Work to be completed: Write out the lines of the records from the one containing "Check that each instance of the shop" to the very last, keeping each exactly as it is.
┌─ Data under study
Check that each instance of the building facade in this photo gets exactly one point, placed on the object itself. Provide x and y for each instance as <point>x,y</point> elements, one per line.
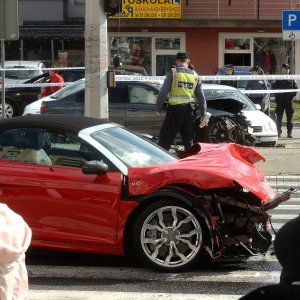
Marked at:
<point>216,32</point>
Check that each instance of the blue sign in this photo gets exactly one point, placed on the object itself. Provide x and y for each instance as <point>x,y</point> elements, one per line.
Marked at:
<point>291,20</point>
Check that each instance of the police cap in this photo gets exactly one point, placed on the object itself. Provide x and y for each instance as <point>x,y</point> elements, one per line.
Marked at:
<point>229,66</point>
<point>182,55</point>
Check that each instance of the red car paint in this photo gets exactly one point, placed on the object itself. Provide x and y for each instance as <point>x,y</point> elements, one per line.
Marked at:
<point>231,162</point>
<point>69,210</point>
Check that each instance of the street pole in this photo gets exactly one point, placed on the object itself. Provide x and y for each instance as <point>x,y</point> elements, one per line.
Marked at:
<point>3,78</point>
<point>2,7</point>
<point>96,96</point>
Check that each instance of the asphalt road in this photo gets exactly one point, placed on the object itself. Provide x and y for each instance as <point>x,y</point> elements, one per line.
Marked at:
<point>284,159</point>
<point>71,276</point>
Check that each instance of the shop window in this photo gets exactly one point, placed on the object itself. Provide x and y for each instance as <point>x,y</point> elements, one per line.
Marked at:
<point>167,43</point>
<point>237,59</point>
<point>271,53</point>
<point>237,44</point>
<point>38,49</point>
<point>134,51</point>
└─
Task result:
Check that each instance of the shop window in this photo gets exactly one point, placed on the object itself. Provide x and y for each instance as <point>x,y</point> elements, one per line.
Marked at:
<point>167,43</point>
<point>237,59</point>
<point>271,53</point>
<point>237,44</point>
<point>38,49</point>
<point>134,51</point>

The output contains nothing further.